## TASK GOAL
Reproduce all entries below verbatim. Skip the pictures.

## Stored data entries
- - -

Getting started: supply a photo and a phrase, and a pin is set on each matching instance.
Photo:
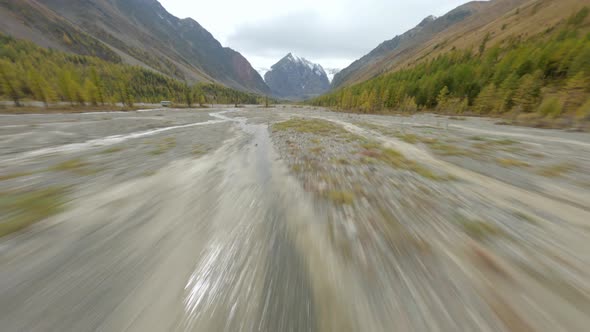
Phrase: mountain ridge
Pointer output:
(386, 55)
(295, 77)
(137, 32)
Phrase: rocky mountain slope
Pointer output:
(385, 57)
(138, 32)
(295, 77)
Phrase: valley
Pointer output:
(291, 219)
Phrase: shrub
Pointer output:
(551, 107)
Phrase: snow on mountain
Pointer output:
(331, 72)
(295, 77)
(262, 71)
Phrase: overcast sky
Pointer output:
(332, 33)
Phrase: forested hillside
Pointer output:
(136, 32)
(547, 74)
(32, 72)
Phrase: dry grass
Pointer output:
(448, 150)
(76, 165)
(54, 109)
(312, 126)
(164, 146)
(557, 170)
(340, 197)
(15, 175)
(21, 209)
(396, 160)
(509, 162)
(409, 138)
(479, 230)
(114, 149)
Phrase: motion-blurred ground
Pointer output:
(291, 219)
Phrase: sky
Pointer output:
(332, 33)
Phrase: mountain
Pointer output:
(331, 72)
(529, 63)
(461, 20)
(137, 32)
(294, 77)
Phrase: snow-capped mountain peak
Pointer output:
(297, 78)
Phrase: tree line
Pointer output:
(28, 71)
(548, 73)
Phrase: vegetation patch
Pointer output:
(114, 149)
(21, 209)
(77, 165)
(15, 175)
(312, 126)
(479, 230)
(445, 149)
(509, 162)
(557, 170)
(396, 160)
(340, 197)
(164, 146)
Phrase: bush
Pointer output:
(583, 113)
(551, 107)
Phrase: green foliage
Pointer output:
(513, 75)
(29, 71)
(551, 107)
(579, 17)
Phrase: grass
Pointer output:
(19, 210)
(164, 146)
(15, 175)
(76, 165)
(199, 150)
(312, 126)
(509, 162)
(316, 149)
(114, 149)
(479, 230)
(526, 217)
(448, 150)
(409, 138)
(557, 170)
(396, 160)
(340, 197)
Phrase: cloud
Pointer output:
(304, 32)
(335, 32)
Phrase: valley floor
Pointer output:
(291, 219)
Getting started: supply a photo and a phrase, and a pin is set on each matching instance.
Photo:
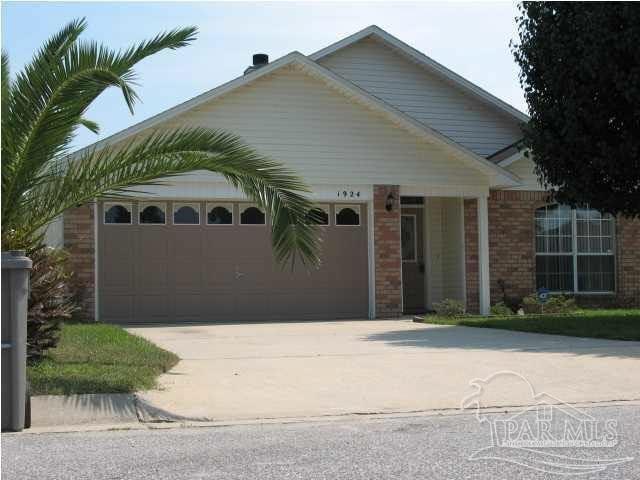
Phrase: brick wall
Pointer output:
(511, 241)
(472, 274)
(79, 241)
(388, 266)
(512, 250)
(628, 260)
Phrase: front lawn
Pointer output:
(612, 324)
(98, 358)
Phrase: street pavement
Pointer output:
(424, 446)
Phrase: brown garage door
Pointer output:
(222, 268)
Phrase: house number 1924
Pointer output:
(348, 194)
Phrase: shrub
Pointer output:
(449, 308)
(513, 302)
(555, 304)
(50, 299)
(560, 304)
(501, 309)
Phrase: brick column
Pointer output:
(472, 277)
(79, 242)
(388, 261)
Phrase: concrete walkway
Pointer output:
(258, 371)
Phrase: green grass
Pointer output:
(98, 358)
(612, 324)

- - -

## FINAL ANSWER
Getting started: supply a photo and a phrase, and a pin is set on each matching instance.
Photo:
Phrase: mountain ridge
Pointer output:
(386, 55)
(295, 77)
(137, 32)
Phrase: rocky mountain slope
Pointer output:
(385, 57)
(138, 32)
(295, 77)
Phrase: valley
Pointer output:
(291, 219)
Phrase: shrub
Pointer output:
(551, 107)
Phrase: snow on mountain
Pointer output:
(331, 72)
(295, 77)
(262, 71)
Phrase: overcast sky
Pointer output:
(332, 33)
Phrase: forested hillside
Pointer output:
(136, 32)
(547, 74)
(32, 72)
Phrase: dry grass
Pointer output:
(448, 150)
(76, 165)
(54, 109)
(312, 126)
(164, 146)
(557, 170)
(340, 197)
(15, 175)
(21, 209)
(396, 160)
(509, 162)
(409, 138)
(479, 230)
(114, 149)
Phrase: motion-blurred ground
Pointer output:
(291, 219)
Phrase: sky
Pointer output:
(332, 33)
Phrase: mountain
Pointer output:
(331, 72)
(529, 63)
(461, 20)
(137, 32)
(294, 77)
Phrase: snow-capped mountain peak
Pointer output:
(297, 78)
Phrase: tree line
Pointer output:
(28, 71)
(548, 73)
Phrase: vegetation patch
Pointer output:
(114, 149)
(21, 209)
(77, 165)
(15, 175)
(312, 126)
(479, 230)
(445, 149)
(509, 162)
(557, 170)
(396, 160)
(340, 197)
(164, 146)
Phrase: bush
Pointer output:
(583, 113)
(551, 107)
Phrase: green foliage
Pointer output:
(513, 75)
(29, 71)
(551, 107)
(579, 17)
Phrase: grass
Pointer output:
(19, 210)
(164, 146)
(15, 175)
(76, 165)
(199, 150)
(312, 126)
(509, 162)
(316, 149)
(114, 149)
(479, 230)
(526, 217)
(448, 150)
(409, 138)
(557, 170)
(396, 160)
(340, 197)
Phrase: cloud
Pointer output:
(304, 32)
(335, 32)
Phrase: valley floor
Pointer output:
(291, 219)
Getting started: supply a photo and a phrase, and a pin is set on each matching instance.
Photo:
Phrase: brick wall
Pointer output:
(511, 241)
(472, 274)
(79, 241)
(388, 266)
(512, 250)
(628, 260)
Phrase: front lawn
Pointer output:
(612, 324)
(98, 358)
Phrase: street pavement
Pointer output:
(424, 446)
Phrase: brown garage door
Pointer output:
(222, 268)
Phrase: house number 1924
Pointer output:
(348, 194)
Phrase: shrub
Pointer output:
(449, 308)
(513, 302)
(555, 304)
(50, 299)
(560, 304)
(501, 309)
Phrase: brick column
Pointer output:
(472, 277)
(79, 242)
(388, 261)
Phrase: concrete walkway
Pointer output:
(258, 371)
Phrase: green grass
Pointer output:
(98, 358)
(612, 324)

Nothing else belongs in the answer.